------ Selected extract

= Terranova (band) =

German band

Terranova is a German band based between Berlin and Paris made up of current members Fetisch and &me. Terranova are signed to Kompakt records.
Terranova was formed in 1996 by Fetisch, Marco Meister and Kaos. They previously went under the moniker Turntable Terranova on the Compost label and sometimes as Edition Terranova. Their music is a fusion of punk rock, electronic, hip hop and House. They currently reside between Paris and Berlin and perform DJ sets worldwide. They have been constant collaborators with artists in the past, Cath Coffey, Nicolette Krebitz, Tricky, Ari Up, Mike Ladd, Khan, Snax, Billie Ray Martin e.a.

== History ==

Terranova began after previous member Shapemod left Los Angeles from studying guitar to Berlin where he met Fetisch at the Pogo Club when they began producing together. Their first release, in 1996, was a 12" record entitled "Fiasko". The "Antimatter EP" was also released the same year. It wasn't until 1997 when they released the 12" record "Tokyo Tower" that brought Terranova into the British press. On 19 January 1998, Terranova released their take on DJ mix album, DJ-Kicks which gained them further recognition and is regarded as one of the best and most loved in the highly respected series. Remixes for Fanatik, Jungle Brothers and Stereo MCs followed soon after, among many others. In 1999 Terranova released the singles "Turn Around" feat. Cath Coffey and "Just Enough" feat. Nicolette Krebitz. Photographer Juergen Teller made his first foray into film direction for the band's accompanying video for the track "Just Enough". Terranova released their debut LP Close the Door in the same year with Copasetik. Close the Door featured guest vocals from Stereo MCs member, Cath Coffey on tracks "Turn Around", "Midnight Melodic (Chase the Blues)" and "Sweet Bitter Love". From the same label Rasco featured on tracks "X-Files" and "Midnight Melodic". Bristol artist Tricky appeared on "Bombing Bastards". And Nicolette Krebitz sang on "Never," "Plastic Stress," and "Just Enough". She also features on the cover and in the sleeve of the same album.

------------
------ Data listing

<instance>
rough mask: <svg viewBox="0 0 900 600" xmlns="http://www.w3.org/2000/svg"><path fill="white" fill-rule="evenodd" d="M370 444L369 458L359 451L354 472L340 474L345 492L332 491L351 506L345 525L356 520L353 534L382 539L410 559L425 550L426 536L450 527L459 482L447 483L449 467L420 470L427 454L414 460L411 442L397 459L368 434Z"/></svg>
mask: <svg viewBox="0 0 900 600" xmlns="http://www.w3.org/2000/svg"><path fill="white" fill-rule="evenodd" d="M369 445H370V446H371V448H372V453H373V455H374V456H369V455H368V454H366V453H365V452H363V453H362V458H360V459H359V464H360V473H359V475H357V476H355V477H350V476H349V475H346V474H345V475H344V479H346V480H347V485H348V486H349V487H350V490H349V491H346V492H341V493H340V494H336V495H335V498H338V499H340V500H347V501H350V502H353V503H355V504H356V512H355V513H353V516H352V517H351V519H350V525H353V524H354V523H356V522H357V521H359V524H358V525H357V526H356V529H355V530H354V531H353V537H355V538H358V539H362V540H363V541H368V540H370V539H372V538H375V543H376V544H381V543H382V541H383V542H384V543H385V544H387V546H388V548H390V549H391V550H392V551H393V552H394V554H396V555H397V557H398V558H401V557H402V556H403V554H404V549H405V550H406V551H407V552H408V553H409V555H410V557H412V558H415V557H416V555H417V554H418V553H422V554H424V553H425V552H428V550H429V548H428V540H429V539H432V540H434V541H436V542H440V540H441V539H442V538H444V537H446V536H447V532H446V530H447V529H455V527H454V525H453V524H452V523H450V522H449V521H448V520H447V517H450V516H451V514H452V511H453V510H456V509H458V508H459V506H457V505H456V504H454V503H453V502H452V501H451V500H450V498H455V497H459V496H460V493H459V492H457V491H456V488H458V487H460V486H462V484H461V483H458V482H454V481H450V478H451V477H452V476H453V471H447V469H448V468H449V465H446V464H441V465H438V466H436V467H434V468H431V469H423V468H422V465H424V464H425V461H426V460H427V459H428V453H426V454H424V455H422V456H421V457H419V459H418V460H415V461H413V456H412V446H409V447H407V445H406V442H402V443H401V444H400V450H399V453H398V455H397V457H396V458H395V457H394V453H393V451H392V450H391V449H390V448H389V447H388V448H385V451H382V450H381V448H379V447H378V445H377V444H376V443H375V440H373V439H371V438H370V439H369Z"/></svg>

------------
------ Data listing

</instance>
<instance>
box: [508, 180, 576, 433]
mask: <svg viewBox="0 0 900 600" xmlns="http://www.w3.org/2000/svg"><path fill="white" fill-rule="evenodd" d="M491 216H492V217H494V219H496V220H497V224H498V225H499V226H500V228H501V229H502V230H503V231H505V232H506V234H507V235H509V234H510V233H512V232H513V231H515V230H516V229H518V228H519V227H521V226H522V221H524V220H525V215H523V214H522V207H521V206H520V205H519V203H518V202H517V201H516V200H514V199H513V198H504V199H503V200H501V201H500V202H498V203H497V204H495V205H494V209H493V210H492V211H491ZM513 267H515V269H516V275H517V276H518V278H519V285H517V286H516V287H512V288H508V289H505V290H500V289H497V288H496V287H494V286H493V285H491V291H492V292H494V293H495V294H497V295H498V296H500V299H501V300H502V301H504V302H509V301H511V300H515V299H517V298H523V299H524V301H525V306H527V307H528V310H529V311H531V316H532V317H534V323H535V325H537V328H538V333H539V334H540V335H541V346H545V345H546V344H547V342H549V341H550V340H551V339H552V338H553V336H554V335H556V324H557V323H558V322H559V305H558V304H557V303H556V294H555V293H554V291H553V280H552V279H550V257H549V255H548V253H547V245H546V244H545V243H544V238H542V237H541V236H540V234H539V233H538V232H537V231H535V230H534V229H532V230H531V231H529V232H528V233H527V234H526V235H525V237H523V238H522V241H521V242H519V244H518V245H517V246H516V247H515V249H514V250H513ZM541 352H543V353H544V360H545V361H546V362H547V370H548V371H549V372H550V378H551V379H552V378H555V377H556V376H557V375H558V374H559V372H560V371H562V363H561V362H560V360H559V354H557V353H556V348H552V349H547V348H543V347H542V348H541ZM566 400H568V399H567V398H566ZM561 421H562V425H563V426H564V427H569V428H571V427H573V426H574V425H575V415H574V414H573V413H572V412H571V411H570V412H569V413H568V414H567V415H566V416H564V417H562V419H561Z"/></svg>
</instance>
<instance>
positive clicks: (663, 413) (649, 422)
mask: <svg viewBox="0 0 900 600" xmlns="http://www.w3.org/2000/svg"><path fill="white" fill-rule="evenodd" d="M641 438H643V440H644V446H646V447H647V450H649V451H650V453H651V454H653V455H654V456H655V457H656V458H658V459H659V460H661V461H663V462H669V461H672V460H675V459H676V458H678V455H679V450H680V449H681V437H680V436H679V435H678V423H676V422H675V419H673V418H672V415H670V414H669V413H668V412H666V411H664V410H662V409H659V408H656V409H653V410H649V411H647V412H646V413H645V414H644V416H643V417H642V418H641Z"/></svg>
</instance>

------------

Written task A
Return everything in the Terranova article from "Terranova was formed" down to "Ray Martin e.a.", copied word for word.
Written task B
Rewrite the paragraph of the Terranova article that begins "Terranova was formed in 1996" as a bulleted list, keeping its main facts.
Written task C
Continue the article about the band Terranova, picking up after its last sentence.

Answer A
Terranova was formed in 1996 by Fetisch, Marco Meister and Kaos. They previously went under the moniker Turntable Terranova on the Compost label and sometimes as Edition Terranova. Their music is a fusion of punk rock, electronic, hip hop and House. They currently reside between Paris and Berlin and perform DJ sets worldwide. They have been constant collaborators with artists in the past, Cath Coffey, Nicolette Krebitz, Tricky, Ari Up, Mike Ladd, Khan, Snax, Billie Ray Martin e.a.

Answer B
- Terranova was formed in 1996 by Fetisch, Marco Meister and Kaos.
- The band previously went under the name Turntable Terranova on the Compost label, and sometimes as Edition Terranova.
- Their music fuses punk rock, electronic, hip hop and House.
- They currently reside between Paris and Berlin and perform DJ sets worldwide.
- Past collaborators include Cath Coffey, Nicolette Krebitz, Tricky, Ari Up, Mike Ladd, Khan, Snax and Billie Ray Martin.

Answer C
Terranova left their Copasetik label to join !K7 Records (the same label DJ Kicks albums are released). They remained on this label and released their second LP Hitchhiking Nonstop with no Particular Destination in 2002. Cath Coffey returned for tracks "Out of My Head" and "Breathe." Mike Ladd raps on "Sublime" and "Heroes." And Ari Up of The Slits appears on "Mongril" and "Equal Rights". Soon after they released Peace Is Tough, a companion album for Hitchhiking Nonstop with no Particular Destination by remixing five new tracks with six new versions of previously released tracks which were only available on vinyl or in limited editions.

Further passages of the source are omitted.